| Required work |
a - Rewrite the part of the thread that opens with the words containing "So, please take" and closes with "and D versions.", replacing "Haskell" with "Scala".
b - For each of the following statements, state whether it agrees with the thread, answering yes or no and quoting the deciding words: (i) a firm is said to use OCaml for high-speed trading; (ii) the input sorting program was presented in Java and C++ versions; (iii) 'pure' in D is described as fully working.

═══ Quoted passage ═══

December 13, 2012
On 12/12/2012 5:51 PM, Timon Gehr wrote:
> A significant part of the D code is spent arranging data into the right layout,
> while the Haskell code does nothing like that.

So, please take the bait :-) and write a Haskell version that runs faster than the D one.
December 13, 2012
On 12/12/2012 5:32 PM, bearophile wrote:
> One "important" firm uses OcaML for high speed trading because it's both very
> fast (C++-class fast, faster than Java on certain kinds of code, if well used)
> and apparently quite safer to use than C/C++. And it's harder to find OcaML
> programmers than C++ ones.

Fair enough, so I challenge you to write an Ocaml version of the input sorting program I presented in this thread in Haskell and D versions.

December 13, 2012
On 12/12/2012 5:16 PM, Timon Gehr wrote:
> On 12/13/2012 12:43 AM, Walter Bright wrote:
>> On 12/12/2012 3:23 PM, Timon Gehr wrote:
>>> It is somewhat similar to (the still quite broken) 'pure' in D,
>>
>> Broken how?

═══ Records ═══

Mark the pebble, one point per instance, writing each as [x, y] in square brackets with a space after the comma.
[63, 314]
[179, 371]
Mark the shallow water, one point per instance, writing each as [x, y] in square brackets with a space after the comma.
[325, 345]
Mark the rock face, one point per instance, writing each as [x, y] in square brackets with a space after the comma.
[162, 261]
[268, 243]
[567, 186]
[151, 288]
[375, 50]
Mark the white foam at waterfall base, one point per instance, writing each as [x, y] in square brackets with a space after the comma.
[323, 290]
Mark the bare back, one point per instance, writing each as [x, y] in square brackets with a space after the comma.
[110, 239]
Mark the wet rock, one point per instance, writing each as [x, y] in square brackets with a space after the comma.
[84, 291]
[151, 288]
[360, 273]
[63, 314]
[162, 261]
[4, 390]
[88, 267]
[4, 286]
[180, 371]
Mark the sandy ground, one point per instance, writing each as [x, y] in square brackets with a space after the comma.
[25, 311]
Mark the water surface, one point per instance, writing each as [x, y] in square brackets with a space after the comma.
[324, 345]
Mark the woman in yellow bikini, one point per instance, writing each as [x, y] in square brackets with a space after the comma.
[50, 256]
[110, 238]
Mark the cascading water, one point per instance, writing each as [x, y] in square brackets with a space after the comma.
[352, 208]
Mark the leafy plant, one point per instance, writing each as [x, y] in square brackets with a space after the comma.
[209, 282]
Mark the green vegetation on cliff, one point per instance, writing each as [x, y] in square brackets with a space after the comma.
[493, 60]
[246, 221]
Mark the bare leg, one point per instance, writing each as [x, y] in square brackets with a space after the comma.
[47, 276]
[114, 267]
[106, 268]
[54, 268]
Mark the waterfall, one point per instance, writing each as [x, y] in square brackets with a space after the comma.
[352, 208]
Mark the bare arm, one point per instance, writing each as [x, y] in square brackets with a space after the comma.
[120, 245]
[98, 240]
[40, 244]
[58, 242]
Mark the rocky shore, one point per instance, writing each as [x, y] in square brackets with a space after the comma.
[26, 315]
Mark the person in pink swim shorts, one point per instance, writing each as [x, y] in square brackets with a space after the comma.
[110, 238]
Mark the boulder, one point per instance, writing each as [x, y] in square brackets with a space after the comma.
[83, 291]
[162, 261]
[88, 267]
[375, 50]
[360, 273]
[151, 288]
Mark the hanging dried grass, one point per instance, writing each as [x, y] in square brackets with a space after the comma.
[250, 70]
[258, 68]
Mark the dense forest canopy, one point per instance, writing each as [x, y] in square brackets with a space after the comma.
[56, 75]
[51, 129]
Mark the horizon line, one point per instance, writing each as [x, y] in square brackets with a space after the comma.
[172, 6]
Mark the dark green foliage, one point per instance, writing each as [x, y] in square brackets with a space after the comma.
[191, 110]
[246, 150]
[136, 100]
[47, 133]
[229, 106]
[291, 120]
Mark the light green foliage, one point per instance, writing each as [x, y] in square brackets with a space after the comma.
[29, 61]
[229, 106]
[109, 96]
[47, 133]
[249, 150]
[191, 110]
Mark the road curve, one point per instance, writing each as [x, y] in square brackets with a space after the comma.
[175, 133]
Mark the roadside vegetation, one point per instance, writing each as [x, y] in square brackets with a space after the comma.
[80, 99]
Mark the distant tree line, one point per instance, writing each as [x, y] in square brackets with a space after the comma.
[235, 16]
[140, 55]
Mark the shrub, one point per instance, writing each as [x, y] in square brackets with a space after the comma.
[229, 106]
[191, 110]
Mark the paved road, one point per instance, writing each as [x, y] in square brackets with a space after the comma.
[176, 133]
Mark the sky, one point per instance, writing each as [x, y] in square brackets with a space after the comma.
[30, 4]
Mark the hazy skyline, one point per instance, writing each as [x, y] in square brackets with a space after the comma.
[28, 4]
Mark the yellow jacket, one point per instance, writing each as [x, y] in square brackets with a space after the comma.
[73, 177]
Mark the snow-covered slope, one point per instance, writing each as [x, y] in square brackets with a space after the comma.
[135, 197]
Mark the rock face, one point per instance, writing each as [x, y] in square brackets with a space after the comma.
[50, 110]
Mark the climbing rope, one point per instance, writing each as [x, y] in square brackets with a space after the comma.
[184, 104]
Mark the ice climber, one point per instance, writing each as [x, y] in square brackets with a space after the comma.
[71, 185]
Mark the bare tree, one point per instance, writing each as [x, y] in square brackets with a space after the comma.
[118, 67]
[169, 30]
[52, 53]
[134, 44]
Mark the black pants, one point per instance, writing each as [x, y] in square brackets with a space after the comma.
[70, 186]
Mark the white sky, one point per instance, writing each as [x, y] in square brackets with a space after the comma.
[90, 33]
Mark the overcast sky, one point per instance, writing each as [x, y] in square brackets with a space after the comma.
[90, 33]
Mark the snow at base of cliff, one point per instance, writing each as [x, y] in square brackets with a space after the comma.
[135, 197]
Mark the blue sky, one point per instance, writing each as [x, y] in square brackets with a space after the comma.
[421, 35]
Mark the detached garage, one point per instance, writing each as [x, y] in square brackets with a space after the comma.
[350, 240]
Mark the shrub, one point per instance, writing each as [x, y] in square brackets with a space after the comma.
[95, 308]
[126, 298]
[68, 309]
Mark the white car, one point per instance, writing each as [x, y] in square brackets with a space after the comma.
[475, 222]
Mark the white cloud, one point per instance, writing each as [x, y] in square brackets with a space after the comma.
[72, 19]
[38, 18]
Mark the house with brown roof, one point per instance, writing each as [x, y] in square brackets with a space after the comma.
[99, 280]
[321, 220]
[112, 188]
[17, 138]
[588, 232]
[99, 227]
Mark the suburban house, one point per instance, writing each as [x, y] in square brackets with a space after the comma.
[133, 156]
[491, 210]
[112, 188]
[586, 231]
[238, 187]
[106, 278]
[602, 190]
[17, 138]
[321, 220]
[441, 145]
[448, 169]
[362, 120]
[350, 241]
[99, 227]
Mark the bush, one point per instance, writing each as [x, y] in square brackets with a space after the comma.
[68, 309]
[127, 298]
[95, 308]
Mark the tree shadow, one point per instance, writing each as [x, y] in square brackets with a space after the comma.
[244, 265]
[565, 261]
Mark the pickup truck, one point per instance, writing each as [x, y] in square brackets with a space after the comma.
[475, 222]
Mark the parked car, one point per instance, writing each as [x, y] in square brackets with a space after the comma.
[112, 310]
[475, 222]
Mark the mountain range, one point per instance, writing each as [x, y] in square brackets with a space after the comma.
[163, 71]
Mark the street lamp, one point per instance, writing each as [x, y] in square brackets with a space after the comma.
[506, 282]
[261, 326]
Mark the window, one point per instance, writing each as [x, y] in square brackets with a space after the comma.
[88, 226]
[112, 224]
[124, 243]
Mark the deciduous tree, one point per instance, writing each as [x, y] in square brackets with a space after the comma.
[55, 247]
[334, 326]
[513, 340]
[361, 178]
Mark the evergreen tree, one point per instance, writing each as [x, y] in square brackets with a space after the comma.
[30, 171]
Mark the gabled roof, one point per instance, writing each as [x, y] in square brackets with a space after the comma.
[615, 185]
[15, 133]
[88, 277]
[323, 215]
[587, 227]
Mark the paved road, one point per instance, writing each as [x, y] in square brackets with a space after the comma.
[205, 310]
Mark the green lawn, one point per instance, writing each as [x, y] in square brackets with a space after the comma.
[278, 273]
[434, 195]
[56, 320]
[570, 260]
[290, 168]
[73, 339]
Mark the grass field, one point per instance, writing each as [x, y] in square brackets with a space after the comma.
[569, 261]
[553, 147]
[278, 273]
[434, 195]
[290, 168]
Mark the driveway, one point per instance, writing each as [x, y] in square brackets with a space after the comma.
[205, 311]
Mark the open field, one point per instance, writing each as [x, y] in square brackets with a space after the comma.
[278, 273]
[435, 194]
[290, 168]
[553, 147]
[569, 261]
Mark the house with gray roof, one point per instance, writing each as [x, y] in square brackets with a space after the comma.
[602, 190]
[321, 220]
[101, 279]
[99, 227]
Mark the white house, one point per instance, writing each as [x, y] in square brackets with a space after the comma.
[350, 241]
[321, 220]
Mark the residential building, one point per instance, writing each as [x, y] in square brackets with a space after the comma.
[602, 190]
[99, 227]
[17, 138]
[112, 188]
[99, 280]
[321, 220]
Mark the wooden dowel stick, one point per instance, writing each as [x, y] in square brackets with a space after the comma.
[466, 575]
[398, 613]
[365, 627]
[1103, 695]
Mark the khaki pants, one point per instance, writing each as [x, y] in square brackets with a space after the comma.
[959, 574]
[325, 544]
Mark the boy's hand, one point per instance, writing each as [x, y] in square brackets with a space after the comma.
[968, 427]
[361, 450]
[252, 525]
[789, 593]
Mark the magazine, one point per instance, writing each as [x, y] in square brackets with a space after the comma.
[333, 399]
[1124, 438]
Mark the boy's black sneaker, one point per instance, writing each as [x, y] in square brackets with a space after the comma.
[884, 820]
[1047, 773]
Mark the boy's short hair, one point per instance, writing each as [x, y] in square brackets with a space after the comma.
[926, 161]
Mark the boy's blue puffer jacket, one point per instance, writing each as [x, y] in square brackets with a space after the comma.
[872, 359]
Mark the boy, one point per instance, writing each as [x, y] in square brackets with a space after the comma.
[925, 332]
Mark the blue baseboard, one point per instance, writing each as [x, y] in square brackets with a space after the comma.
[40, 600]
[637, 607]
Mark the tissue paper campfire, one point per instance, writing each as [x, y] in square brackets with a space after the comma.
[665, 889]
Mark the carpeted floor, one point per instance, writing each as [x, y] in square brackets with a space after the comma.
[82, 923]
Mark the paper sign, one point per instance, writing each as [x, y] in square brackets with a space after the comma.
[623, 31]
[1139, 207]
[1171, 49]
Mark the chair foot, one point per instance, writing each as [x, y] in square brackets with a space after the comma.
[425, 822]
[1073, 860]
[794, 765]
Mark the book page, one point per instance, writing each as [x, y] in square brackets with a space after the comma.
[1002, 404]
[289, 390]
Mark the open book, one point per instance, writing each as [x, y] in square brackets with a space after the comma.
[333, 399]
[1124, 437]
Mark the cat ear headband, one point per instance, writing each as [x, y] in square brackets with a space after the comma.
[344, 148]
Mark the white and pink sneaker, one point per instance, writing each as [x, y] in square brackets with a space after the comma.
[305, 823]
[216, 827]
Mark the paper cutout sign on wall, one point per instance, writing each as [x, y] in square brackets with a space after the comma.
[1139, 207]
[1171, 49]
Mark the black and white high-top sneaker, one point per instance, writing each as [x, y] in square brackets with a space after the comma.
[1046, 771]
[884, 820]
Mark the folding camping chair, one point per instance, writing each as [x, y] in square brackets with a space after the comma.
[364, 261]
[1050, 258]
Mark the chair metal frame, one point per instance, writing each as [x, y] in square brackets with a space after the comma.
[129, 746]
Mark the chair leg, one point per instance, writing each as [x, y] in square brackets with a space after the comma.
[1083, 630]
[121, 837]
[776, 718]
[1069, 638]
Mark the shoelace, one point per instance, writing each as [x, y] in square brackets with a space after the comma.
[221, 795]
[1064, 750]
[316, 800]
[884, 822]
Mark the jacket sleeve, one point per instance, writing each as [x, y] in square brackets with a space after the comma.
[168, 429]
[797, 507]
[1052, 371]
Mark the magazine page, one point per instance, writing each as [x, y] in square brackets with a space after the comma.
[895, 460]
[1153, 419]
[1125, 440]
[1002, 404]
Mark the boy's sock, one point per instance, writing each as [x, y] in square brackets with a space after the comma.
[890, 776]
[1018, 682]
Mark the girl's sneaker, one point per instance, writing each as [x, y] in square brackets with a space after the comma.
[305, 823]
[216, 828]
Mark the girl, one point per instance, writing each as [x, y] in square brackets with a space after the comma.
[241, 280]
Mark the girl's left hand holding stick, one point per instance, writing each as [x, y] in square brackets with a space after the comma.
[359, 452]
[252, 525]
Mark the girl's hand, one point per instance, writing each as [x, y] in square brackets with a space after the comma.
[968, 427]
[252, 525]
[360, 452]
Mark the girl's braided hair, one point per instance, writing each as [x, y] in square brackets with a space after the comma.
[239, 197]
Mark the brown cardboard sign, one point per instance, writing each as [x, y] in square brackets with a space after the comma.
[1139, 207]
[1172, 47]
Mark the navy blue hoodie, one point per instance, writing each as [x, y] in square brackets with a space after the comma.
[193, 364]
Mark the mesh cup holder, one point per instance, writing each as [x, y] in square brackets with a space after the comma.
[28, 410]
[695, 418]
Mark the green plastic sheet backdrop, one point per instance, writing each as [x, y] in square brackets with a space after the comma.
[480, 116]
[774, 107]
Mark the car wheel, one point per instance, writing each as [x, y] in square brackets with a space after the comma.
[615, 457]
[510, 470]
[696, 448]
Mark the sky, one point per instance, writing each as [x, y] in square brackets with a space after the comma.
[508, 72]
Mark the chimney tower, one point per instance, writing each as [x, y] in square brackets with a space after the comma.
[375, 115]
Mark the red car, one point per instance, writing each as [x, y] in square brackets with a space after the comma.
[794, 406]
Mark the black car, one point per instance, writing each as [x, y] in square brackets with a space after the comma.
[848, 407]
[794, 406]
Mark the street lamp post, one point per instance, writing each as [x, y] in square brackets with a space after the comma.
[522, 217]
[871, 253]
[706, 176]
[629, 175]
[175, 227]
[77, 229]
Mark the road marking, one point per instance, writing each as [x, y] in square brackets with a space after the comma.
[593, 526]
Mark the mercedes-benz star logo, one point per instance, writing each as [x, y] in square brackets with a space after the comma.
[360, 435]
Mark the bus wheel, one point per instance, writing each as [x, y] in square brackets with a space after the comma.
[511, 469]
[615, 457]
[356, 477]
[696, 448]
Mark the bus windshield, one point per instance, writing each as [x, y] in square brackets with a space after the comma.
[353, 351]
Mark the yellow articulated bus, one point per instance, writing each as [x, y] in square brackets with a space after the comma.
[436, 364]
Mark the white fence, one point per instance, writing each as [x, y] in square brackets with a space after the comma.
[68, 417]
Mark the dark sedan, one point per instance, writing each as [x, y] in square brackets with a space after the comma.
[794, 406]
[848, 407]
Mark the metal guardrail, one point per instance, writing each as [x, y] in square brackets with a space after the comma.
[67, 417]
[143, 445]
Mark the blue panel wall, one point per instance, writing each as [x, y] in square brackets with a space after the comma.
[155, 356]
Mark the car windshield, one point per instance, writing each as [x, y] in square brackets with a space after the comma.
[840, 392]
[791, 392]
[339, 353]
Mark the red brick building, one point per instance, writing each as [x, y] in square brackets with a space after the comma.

═══

| Answer list |
a -
So, please take the bait :-) and write a Scala version that runs faster than the D one.
December 13, 2012
On 12/12/2012 5:32 PM, bearophile wrote:
> One "important" firm uses OcaML for high speed trading because it's both very
> fast (C++-class fast, faster than Java on certain kinds of code, if well used)
> and apparently quite safer to use than C/C++. And it's harder to find OcaML
> programmers than C++ ones.

Fair enough, so I challenge you to write an Ocaml version of the input sorting program I presented in this thread in Scala and D versions.

b -
(i) Yes: "One "important" firm uses OcaML for high speed trading."
(ii) No: "the input sorting program I presented in this thread in Haskell and D versions."
(iii) No: "It is somewhat similar to (the still quite broken) 'pure' in D,"